*** SOURCE DATA Section Begins ***
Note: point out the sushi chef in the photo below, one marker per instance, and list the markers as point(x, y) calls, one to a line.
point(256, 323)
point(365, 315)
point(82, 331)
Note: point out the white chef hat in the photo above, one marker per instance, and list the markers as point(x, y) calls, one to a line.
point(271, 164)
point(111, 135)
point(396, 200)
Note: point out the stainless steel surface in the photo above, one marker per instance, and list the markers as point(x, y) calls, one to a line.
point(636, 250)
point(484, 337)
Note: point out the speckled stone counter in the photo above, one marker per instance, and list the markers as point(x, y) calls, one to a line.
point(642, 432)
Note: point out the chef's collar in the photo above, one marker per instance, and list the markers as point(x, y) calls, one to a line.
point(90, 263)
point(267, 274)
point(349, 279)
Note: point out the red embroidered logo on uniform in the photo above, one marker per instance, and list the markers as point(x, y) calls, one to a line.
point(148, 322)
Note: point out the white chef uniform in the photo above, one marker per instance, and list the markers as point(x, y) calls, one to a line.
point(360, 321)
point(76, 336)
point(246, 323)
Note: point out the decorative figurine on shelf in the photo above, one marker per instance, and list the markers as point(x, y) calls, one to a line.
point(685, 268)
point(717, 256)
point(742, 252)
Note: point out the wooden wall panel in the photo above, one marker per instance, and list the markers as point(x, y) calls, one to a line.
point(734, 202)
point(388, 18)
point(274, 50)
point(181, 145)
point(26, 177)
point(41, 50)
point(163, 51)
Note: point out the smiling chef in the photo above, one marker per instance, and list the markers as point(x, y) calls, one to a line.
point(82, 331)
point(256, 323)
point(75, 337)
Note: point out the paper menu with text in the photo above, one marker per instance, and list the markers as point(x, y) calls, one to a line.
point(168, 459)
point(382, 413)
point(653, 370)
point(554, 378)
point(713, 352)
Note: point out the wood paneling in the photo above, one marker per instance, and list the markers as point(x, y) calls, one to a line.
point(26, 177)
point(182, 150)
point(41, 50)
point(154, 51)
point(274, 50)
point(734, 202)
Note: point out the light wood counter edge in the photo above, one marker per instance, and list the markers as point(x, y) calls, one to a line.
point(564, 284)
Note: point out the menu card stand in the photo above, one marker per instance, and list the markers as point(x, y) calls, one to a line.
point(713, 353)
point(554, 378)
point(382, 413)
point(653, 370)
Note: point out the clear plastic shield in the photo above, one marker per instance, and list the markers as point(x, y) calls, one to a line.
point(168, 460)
*** SOURCE DATA Section Ends ***
● REQUIRED WORK:
Only one span is to be repeated: the line with "Note: point out the menu" through the final line of the entries above, word for word.

● RESPONSE BELOW:
Note: point out the menu card stand in the photo above, one marker per instance, and list the markers as point(x, y) calls, one to a line.
point(713, 353)
point(554, 378)
point(382, 413)
point(653, 370)
Note: point out the clear plastic shield in the photo above, one marker per instance, and list the markers as point(x, y) calls, one to a line.
point(168, 460)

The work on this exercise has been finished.